Raw records

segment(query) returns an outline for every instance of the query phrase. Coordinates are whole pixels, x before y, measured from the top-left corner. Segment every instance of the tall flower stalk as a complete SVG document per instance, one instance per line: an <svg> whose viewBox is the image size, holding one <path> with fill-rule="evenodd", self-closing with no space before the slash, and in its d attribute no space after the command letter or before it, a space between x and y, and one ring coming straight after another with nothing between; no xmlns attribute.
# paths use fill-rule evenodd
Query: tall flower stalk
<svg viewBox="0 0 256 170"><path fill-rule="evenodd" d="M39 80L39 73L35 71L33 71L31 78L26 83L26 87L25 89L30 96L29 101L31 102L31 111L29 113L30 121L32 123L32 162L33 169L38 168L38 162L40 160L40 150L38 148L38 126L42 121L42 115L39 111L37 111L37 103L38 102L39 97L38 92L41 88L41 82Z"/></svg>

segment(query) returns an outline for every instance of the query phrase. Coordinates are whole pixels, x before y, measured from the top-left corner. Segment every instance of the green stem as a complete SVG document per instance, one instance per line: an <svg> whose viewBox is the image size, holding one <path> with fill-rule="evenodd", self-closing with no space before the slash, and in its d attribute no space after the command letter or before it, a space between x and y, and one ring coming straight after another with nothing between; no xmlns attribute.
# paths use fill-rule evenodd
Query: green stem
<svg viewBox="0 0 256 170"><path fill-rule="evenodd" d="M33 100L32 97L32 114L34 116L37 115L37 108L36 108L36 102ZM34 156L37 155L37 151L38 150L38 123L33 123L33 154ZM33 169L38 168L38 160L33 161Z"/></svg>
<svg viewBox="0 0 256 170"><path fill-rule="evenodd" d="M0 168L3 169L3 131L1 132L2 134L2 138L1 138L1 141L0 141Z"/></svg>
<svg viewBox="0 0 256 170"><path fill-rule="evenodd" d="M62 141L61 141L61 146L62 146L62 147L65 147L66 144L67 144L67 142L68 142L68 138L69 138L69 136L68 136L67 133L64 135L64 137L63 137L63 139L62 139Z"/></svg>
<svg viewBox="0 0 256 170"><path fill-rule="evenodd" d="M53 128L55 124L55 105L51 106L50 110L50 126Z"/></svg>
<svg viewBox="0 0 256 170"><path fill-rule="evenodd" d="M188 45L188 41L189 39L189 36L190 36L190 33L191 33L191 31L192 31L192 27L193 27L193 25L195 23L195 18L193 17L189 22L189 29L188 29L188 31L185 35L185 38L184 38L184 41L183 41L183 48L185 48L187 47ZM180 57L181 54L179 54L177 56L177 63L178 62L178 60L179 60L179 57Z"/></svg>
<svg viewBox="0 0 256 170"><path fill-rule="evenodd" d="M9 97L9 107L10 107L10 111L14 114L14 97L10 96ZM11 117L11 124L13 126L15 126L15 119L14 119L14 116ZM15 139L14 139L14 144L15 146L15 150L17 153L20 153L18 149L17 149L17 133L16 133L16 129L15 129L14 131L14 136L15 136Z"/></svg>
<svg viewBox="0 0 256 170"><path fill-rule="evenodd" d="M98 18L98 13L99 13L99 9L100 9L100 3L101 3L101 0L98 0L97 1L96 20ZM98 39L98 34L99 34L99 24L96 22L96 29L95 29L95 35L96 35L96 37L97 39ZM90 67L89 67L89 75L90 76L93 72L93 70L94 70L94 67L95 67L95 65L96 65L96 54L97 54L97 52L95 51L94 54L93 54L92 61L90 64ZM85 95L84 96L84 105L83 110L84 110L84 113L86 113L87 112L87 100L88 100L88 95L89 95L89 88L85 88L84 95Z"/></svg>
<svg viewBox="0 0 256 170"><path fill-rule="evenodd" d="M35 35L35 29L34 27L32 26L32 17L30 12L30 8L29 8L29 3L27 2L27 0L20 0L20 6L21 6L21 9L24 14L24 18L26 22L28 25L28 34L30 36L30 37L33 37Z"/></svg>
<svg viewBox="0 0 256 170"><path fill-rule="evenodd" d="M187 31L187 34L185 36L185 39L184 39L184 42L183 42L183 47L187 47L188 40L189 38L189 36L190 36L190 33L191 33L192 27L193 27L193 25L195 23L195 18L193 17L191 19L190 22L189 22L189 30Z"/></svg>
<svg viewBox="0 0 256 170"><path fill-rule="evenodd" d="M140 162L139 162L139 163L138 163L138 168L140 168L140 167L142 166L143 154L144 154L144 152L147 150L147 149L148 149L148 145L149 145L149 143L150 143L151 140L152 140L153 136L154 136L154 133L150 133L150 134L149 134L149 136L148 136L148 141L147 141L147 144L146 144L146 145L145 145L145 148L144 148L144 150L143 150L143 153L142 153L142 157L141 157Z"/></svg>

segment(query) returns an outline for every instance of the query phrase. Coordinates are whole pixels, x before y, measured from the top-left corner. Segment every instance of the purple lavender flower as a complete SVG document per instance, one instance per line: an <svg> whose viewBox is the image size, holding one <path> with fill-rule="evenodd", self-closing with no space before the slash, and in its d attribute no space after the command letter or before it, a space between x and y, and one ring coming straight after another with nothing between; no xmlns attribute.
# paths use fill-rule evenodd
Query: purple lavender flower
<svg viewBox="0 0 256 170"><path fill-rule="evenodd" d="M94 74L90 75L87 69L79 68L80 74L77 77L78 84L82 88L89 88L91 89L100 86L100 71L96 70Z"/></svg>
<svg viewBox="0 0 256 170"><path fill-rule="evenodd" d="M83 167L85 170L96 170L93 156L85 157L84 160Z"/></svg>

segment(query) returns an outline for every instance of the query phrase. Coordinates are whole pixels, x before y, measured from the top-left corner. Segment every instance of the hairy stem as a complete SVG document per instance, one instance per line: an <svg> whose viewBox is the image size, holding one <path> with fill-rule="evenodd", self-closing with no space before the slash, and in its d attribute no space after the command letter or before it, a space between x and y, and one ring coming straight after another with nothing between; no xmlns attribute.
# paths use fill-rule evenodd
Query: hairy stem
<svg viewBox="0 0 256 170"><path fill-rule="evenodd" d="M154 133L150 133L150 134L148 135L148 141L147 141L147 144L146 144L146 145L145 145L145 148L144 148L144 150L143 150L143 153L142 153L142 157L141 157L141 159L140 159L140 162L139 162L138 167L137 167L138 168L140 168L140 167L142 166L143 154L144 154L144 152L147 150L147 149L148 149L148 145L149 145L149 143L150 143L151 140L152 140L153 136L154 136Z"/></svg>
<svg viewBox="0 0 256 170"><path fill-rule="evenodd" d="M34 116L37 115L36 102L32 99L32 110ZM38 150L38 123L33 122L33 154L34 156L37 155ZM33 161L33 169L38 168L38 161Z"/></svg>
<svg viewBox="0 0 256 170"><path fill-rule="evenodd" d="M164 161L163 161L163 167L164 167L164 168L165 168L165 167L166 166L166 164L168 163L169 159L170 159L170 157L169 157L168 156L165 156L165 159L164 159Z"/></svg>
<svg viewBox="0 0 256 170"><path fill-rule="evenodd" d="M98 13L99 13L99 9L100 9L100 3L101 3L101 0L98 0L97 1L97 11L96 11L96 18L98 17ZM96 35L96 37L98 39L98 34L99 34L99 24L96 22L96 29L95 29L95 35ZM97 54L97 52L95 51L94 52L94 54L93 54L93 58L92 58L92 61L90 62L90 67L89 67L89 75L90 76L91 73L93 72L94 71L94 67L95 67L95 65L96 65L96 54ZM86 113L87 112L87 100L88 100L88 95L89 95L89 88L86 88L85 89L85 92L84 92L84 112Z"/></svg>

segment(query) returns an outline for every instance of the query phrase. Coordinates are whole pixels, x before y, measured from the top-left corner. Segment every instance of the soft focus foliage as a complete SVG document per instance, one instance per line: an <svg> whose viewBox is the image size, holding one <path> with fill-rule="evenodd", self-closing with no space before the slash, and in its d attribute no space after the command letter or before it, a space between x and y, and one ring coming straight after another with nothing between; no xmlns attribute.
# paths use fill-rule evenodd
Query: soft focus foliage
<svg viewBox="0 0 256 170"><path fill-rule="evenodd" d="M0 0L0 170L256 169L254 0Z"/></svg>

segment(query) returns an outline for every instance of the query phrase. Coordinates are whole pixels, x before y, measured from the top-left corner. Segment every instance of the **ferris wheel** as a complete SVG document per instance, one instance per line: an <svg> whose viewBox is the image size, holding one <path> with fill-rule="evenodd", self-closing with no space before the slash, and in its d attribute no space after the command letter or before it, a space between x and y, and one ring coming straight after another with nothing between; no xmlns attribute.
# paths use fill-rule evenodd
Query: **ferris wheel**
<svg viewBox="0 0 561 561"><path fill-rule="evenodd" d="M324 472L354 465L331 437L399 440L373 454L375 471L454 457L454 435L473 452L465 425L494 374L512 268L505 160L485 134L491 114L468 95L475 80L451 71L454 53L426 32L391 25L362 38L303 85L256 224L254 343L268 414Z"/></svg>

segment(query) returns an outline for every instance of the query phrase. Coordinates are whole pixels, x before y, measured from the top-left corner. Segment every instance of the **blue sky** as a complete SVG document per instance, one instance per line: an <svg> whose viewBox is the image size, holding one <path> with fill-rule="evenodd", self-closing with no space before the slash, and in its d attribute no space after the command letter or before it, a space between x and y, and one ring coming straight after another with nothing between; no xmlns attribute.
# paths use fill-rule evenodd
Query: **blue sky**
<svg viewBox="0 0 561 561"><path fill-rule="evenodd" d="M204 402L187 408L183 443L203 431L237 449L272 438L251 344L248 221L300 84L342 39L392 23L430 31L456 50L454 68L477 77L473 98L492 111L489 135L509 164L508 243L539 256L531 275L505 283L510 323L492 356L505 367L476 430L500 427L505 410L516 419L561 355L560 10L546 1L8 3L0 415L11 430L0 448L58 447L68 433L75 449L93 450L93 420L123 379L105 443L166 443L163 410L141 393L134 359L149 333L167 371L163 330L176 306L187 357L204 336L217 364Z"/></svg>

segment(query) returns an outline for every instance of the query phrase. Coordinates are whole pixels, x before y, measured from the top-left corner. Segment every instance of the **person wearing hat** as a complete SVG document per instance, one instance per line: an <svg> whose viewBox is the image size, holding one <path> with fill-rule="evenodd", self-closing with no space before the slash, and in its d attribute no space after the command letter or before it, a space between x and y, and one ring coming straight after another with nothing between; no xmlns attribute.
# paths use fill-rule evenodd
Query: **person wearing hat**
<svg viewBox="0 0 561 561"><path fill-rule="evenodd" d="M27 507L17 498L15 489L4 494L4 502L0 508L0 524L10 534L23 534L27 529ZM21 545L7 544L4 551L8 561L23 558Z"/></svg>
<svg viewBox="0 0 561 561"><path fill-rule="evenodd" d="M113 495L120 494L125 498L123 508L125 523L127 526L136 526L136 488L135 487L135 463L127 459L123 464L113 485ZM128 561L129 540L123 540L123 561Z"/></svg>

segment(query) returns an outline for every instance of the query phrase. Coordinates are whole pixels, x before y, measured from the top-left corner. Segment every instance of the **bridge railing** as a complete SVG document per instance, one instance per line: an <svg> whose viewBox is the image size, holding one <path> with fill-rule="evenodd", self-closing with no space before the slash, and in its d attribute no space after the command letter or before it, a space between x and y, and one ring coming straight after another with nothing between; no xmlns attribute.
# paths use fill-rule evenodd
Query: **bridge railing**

→ Problem description
Your task is to transcribe the line containing "of the **bridge" and every line after it, through the last line of the data, exactly as written and with nothing more.

→ Completed task
segment(query) returns an outline for every instance of the query phrase. Coordinates are whole pixels, x before y, measured from the top-left corner. Segment every instance of the **bridge railing** as a complete SVG document per instance, one instance per line: an <svg> whose viewBox is the image size, holding one <path> with fill-rule="evenodd", self-closing with no space before the slash, and in its d attribute no space after the command letter or before it, a space between x and y, and one ring coming straight after another with nothing between; no xmlns attribute.
# paths use fill-rule evenodd
Query: **bridge railing**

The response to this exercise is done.